### What you have to do
Copy exactly the lines of the data below, beginning with the line with "Note: for this drill, mark the pine" and ending with the line with "Note: for this drill, mark the glass". Pictures are to be omitted.

(Region pointing data)

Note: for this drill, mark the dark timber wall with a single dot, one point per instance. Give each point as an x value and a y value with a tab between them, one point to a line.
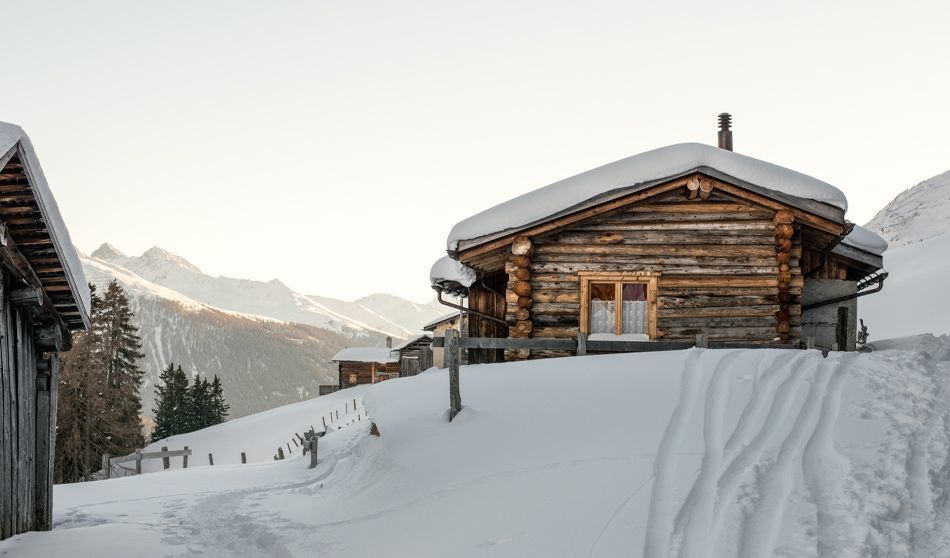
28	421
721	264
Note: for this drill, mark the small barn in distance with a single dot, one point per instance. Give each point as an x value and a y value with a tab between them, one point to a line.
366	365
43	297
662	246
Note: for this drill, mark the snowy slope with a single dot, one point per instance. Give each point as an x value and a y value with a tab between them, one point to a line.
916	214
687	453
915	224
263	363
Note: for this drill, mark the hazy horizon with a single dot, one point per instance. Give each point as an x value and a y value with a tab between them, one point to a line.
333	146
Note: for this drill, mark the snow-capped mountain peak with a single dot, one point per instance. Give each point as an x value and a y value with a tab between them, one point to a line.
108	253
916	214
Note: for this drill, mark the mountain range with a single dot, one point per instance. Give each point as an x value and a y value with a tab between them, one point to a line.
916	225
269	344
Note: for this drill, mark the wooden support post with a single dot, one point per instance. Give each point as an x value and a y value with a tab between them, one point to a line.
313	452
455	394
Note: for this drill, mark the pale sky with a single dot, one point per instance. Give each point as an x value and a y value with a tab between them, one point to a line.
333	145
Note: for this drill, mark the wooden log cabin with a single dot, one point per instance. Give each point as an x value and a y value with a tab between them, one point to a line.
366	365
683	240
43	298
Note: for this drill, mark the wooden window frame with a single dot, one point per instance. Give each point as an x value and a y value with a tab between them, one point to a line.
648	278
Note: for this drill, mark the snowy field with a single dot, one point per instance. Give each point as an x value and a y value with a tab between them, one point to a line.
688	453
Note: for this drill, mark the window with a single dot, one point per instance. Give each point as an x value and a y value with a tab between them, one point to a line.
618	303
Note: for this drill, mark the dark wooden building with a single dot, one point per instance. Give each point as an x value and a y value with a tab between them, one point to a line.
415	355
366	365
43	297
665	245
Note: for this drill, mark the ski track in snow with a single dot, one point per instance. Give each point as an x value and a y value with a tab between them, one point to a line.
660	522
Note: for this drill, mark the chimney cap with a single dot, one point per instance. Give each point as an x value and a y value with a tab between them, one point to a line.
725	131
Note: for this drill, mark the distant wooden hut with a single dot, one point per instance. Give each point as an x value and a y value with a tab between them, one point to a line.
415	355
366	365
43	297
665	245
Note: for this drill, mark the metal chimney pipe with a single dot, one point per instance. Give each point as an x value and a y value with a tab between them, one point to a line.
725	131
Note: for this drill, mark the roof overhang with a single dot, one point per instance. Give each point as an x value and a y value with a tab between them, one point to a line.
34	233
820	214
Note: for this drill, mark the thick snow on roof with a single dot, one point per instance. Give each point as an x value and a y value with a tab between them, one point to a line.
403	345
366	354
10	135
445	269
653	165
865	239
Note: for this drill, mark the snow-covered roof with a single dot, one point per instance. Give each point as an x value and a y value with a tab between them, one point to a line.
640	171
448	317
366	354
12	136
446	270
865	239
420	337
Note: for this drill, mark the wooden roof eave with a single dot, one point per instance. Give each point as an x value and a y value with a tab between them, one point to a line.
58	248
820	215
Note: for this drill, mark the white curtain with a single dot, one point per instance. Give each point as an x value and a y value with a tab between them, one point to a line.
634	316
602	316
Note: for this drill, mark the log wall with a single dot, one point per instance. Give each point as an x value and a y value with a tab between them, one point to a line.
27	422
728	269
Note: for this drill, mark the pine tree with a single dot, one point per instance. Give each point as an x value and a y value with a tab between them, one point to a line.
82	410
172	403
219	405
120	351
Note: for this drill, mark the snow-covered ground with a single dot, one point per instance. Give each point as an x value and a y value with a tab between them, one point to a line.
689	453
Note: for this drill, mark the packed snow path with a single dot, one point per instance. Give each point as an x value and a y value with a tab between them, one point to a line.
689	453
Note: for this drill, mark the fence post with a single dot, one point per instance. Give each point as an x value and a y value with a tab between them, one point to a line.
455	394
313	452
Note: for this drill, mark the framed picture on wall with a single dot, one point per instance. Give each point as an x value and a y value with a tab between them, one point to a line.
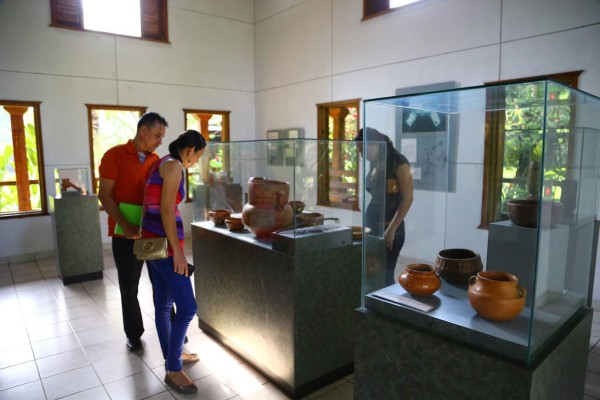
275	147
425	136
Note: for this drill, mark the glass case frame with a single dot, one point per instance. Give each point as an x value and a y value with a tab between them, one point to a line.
--
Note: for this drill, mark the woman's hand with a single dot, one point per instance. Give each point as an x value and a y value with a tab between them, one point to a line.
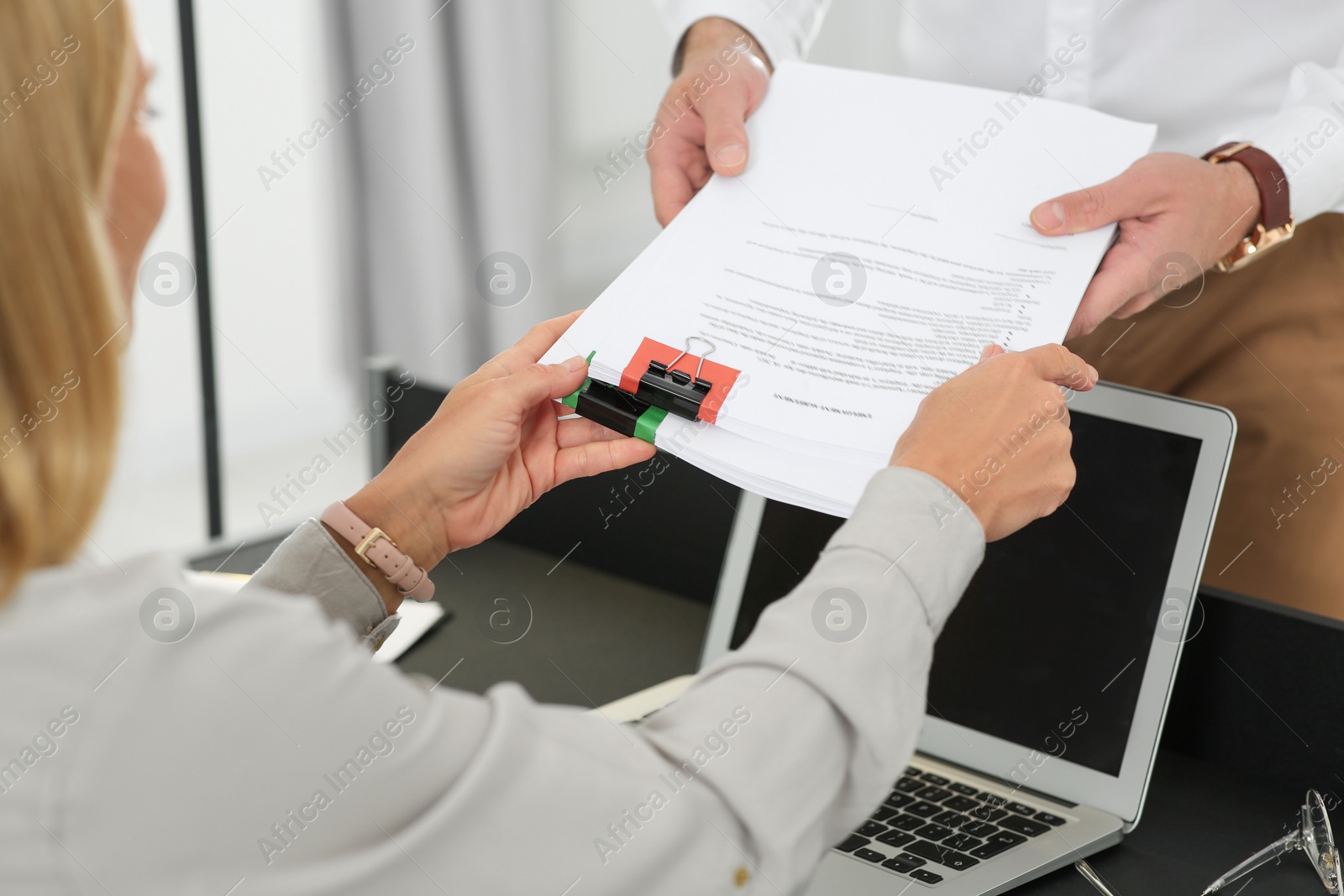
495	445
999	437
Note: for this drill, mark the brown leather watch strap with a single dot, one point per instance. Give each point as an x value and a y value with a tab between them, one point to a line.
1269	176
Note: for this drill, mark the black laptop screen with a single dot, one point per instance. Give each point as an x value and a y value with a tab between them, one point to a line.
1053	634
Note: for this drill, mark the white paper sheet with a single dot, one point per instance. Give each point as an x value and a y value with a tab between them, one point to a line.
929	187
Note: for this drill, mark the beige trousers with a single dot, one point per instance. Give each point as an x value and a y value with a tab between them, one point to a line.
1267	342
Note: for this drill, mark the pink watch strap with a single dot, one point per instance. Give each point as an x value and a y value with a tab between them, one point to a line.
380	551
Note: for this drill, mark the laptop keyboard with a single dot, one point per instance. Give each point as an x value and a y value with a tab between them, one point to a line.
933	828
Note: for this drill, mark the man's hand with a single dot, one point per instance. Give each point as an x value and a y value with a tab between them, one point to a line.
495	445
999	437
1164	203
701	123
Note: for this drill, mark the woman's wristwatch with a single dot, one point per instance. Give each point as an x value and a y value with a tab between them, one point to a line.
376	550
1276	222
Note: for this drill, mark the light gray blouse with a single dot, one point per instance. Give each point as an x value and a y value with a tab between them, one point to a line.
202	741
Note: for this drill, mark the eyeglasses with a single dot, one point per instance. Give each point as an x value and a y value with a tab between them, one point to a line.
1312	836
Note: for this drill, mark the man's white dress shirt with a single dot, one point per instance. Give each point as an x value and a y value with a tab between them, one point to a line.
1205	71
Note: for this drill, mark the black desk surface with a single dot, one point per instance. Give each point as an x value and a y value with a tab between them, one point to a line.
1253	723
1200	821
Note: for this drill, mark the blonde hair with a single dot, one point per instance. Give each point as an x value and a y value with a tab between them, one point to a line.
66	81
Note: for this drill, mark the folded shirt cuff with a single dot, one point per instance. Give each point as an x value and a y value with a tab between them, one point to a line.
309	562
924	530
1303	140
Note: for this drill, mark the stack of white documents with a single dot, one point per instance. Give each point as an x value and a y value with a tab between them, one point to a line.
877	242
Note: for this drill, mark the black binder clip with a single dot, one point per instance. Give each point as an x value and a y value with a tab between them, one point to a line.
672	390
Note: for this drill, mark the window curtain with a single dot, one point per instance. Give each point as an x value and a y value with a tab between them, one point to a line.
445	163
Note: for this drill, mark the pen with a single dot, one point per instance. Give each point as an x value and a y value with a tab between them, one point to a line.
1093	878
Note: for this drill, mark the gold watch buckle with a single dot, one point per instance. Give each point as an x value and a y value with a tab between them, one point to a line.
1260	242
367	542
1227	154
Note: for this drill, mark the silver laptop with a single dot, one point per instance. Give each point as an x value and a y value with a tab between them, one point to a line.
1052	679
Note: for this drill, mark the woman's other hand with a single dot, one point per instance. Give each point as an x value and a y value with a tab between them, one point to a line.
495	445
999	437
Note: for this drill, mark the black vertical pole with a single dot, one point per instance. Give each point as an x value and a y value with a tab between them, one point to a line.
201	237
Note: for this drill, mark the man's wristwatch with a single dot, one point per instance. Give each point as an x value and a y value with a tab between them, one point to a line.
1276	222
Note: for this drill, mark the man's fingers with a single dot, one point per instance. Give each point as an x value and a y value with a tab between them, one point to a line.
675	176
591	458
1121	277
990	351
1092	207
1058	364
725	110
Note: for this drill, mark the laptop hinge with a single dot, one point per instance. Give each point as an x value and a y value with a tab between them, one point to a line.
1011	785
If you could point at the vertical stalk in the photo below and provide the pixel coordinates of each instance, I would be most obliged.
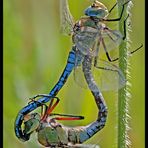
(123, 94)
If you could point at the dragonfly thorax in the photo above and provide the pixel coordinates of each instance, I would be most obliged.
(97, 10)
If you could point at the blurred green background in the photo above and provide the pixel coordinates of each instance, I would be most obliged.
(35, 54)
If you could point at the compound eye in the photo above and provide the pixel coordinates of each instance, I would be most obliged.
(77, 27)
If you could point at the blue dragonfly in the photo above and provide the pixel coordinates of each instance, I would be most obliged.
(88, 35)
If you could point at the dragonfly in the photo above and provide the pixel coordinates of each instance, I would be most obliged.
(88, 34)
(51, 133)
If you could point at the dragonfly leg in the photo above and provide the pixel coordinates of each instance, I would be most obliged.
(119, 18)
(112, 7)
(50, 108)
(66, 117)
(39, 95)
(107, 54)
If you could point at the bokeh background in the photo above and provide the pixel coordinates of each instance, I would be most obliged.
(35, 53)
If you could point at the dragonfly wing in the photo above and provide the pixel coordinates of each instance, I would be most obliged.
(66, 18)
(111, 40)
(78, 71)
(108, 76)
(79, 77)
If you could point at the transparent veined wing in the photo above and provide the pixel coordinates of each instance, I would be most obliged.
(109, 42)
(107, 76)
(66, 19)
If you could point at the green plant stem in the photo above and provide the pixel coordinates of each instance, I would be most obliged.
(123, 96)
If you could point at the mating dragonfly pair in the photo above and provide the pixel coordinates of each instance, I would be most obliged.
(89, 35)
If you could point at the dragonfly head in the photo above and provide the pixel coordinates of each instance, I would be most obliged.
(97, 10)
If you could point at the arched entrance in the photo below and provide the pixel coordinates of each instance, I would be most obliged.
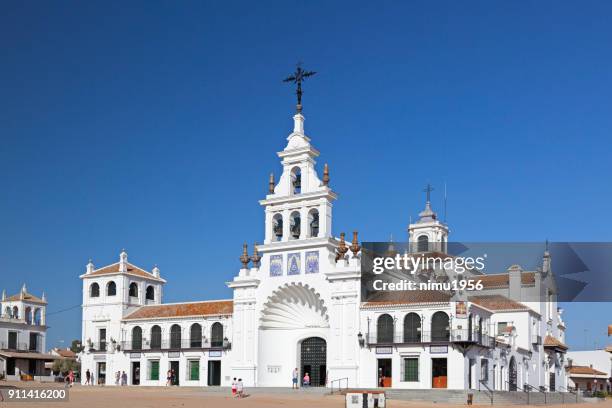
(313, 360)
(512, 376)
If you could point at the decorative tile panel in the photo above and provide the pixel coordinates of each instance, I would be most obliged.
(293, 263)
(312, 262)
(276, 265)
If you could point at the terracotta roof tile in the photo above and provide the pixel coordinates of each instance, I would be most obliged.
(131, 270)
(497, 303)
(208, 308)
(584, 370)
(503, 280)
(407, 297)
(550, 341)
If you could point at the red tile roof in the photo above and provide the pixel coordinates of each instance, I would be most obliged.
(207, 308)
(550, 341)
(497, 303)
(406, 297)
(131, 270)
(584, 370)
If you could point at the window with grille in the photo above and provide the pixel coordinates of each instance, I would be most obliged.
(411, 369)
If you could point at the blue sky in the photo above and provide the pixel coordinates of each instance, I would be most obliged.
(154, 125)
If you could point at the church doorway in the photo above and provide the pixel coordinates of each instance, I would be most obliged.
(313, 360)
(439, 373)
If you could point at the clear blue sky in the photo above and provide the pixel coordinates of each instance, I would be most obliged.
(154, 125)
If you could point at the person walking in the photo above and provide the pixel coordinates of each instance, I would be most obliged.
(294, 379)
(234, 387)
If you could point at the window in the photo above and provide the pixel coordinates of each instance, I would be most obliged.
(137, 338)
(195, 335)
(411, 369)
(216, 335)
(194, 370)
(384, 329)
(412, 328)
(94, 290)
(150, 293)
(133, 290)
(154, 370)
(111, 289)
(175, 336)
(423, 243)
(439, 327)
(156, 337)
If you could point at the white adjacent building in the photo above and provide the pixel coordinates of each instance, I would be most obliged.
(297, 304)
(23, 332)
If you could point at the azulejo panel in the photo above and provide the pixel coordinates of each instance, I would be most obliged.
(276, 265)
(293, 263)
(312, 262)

### Solved exercise
Note: for this drill, mark the pine tree with a single dot, one point per instance. Give each point as an x value and a y value with a tab between them, one point to a line.
82	410
172	403
219	405
120	351
Note: for this drill, mark the snow-covered ground with a single dot, one point per instance. Give each point as an x value and a y value with a tab between them, one point to a line.
689	453
Note: for this drill, mark the packed snow path with a single dot, one point per instance. Give each point as an x value and a y value with a tab between them, one point to a line.
689	453
Note: for this drill, mark the fence post with a single dot, one point per instance. Give each point as an x value and a y value with a tab between them, one point to a line.
455	394
313	452
Note: for this drill, mark the framed picture on wall with a single dot, one point per instance. Give each point as an x value and a y value with a tab between them, one point to a line.
275	147
425	136
Note: for this drill, mark the glass case frame with a single dot, one point per instance. Give each point as an x value and a y value with a tab between them, one point to a line.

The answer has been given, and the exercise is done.